— What to produce —
Pick up the text on how fine art is taxed after its final sentence and continue writing it.

How is fine art taxed?

Sales of art and collectibles currently are subject to a 28% long-term federal capital gains tax rate—this can be unwelcome surprise for new collectors. This is because top federal tax rates for long-term capital gains from the sale of financial assets is only 20%. In both cases, high-income earners also have to pay a net investment income tax of 3.8%. State taxes also may apply. 

  • There’s precedent for how a change in the tax code can affect art sales. In 2017, U.S. tax reform legislation eliminated so-called like-kind exchanges for personal property, including art, that had allowed those who owned art as an investment asset to sell a work and defer capital gains taxes and associated income taxes if they subsequently bought a similar work. 

Although artists, dealers and investors can deduct business expenses related to producing and selling art works, they do pay taxes on the sales of their art. The art sold by artists and dealers is considered inventory, which means sales are taxed generally at rates of up to the highest ordinary income tax rate, which is currently 39.6%. When investors sell there works of art, they are acquiring gains on their investments, like selling stock for a profit. So, those sales are subject to the capital gains tax rate, which is 20% for taxpayers in the highest tax bracket.

  • The long-term capital gain rate for Fine Art (collectibles), which might apply to both investors and collectors, is 28%. In addition, the Patient Protection and Affordable Care Act of 2010 added a 3.8% surtax on net investment income, which includes Fine Art (collectibles), for certain high income investors and collectors. Therefore, investors and collectors in the highest income tax bracket could pay a tax of up to 31.8% on the sale of collectibles.

In general, artists, dealers and investors can claim any expenses related to creating, acquiring, preserving or transporting art if they are incurred as normal and ordinary business expenses, or if they are incurred in the production of income. While collectors are not able to take these types of deductions, they do get tax benefits when selling or giving away their collections.

Here's how the IRS defines each group:

  • Artists: This is a straightforward category which describes the people who create works of art. You should know that tax rules are not especially favorable toward artists.

  • Dealers: This category is intended for people who engage in art dealing (selling art) business. This status is determined by the IRS on an individual basis, in consideration of things like sales activity and intentions upon acquiring a piece of art. For a dealer classification, they must demonstrate that there interest in art is not a hobby, this is because losses and expenses associated with a hobby are never tax deductible.

Records held in a dataset:

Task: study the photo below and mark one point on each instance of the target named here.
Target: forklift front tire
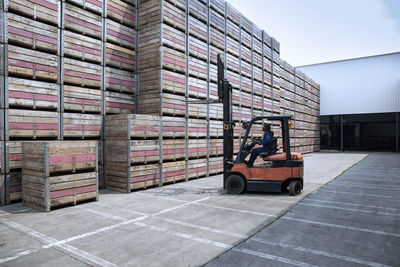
(234, 184)
(295, 188)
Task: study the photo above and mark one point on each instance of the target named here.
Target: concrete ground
(192, 223)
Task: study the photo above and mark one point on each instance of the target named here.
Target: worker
(265, 141)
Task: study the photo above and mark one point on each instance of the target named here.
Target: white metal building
(360, 102)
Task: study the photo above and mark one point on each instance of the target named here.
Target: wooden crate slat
(173, 171)
(197, 128)
(81, 73)
(120, 80)
(122, 12)
(197, 168)
(198, 28)
(120, 57)
(81, 21)
(81, 47)
(31, 64)
(77, 125)
(119, 103)
(31, 124)
(197, 88)
(197, 68)
(29, 33)
(81, 99)
(31, 94)
(41, 10)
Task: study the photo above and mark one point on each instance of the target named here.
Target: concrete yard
(352, 220)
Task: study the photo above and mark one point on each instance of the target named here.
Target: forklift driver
(265, 141)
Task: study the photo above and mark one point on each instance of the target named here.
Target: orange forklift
(283, 172)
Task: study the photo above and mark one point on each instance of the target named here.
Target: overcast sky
(315, 31)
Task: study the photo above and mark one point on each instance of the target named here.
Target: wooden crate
(197, 88)
(95, 6)
(197, 128)
(45, 183)
(198, 48)
(131, 152)
(81, 21)
(81, 47)
(81, 73)
(233, 48)
(127, 179)
(232, 14)
(123, 12)
(216, 129)
(216, 165)
(119, 34)
(150, 12)
(119, 103)
(13, 187)
(173, 149)
(155, 57)
(173, 171)
(29, 33)
(198, 10)
(41, 10)
(31, 124)
(165, 104)
(216, 147)
(169, 81)
(120, 80)
(197, 168)
(197, 110)
(30, 94)
(79, 99)
(28, 63)
(120, 57)
(197, 68)
(126, 127)
(78, 125)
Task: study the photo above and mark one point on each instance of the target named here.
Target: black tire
(235, 184)
(295, 188)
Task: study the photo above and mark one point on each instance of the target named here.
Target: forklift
(284, 171)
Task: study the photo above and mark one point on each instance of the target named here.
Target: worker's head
(266, 127)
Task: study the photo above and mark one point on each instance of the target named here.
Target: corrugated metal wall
(357, 86)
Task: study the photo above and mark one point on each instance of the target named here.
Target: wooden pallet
(216, 147)
(78, 125)
(198, 29)
(81, 47)
(123, 12)
(81, 73)
(197, 168)
(81, 21)
(131, 178)
(197, 128)
(119, 103)
(83, 100)
(31, 124)
(31, 64)
(197, 68)
(173, 171)
(131, 152)
(29, 33)
(216, 165)
(120, 81)
(31, 94)
(121, 35)
(46, 10)
(120, 57)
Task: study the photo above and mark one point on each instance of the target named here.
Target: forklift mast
(225, 96)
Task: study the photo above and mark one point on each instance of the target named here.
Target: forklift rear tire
(295, 188)
(235, 184)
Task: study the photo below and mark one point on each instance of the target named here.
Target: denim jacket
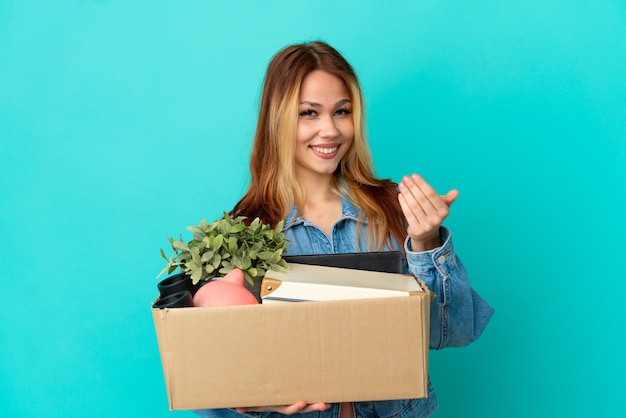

— Result —
  • Investors: Like art dealers, investors must show their interest in art is more than a hobby. To be classified as an investor, an individual must show that art is collected primarily for investment purposes. To determine this the IRS will consider the purpose for which the piece was acquired, the length of time of possession, an investor's other business interests and how the proceeds from the sale of each work is used. To be classified as an investor, an individual must sell, or be willing to sell, a piece of art for profit. The IRS has denied many individuals investor status because they could not document that they ever sold a piece from their collection.

  • Collectors: Most fine art purchasers will be classified in this category. Collectors are those who appreciate art and accumulate it for personal enjoyment. Expenses for acquiring and maintaining art are not deductible for collectors, favorable tax treatment often can be received when selling or giving collections away.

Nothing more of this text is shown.